- _WHAT IS EXPECTED_:
Turn everything from the line containing "task | mark one point on each instance of the palm-like" down to the end of the listing below into a numbered list, skipping any blank lines.

Data items
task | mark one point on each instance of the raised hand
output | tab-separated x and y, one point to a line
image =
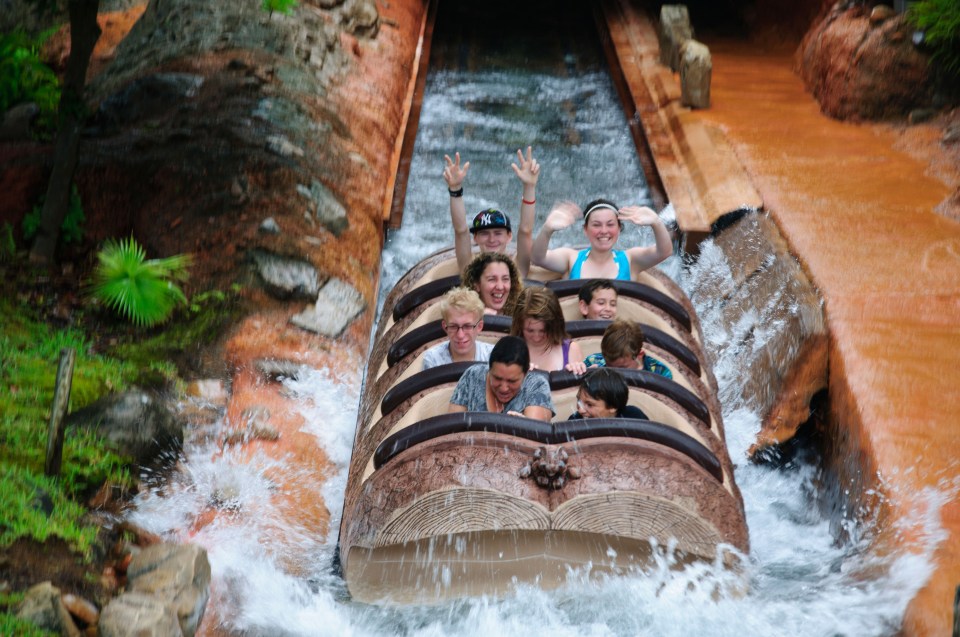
454	173
563	215
638	215
527	168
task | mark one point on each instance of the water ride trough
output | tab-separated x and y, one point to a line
447	505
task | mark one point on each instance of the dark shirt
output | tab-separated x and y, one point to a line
628	412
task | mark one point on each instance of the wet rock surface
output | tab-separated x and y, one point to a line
862	65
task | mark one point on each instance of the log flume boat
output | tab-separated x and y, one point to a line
440	505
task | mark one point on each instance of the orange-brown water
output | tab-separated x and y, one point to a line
858	213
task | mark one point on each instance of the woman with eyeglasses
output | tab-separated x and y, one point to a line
538	319
603	393
504	385
602	224
462	312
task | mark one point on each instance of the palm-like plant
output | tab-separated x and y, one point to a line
141	290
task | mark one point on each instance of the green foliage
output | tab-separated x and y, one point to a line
42	509
940	22
8	247
24	78
280	6
201	322
29	354
141	290
11	625
71	230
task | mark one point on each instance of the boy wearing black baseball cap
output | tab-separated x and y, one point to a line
491	228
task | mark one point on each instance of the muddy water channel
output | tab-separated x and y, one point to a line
498	83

- _TASK SOLUTION_:
1. task | mark one point on each instance of the palm-like plant
2. output | tab-separated x and y, one point to a line
3. 141	290
4. task | mark one point on each instance of the green foliage
5. output | tab-separated x and y, one point to a line
6. 42	509
7. 940	22
8. 8	247
9. 24	78
10. 280	6
11. 201	322
12. 29	354
13. 141	290
14. 11	625
15. 71	230
16. task | mark one point on each instance of the boy wearing black baseball cap
17. output | tab-separated x and y, one point to a line
18. 491	228
19. task | mark one point on each instance of the muddy water channel
20. output | tab-separated x and y, one point to a line
21. 498	83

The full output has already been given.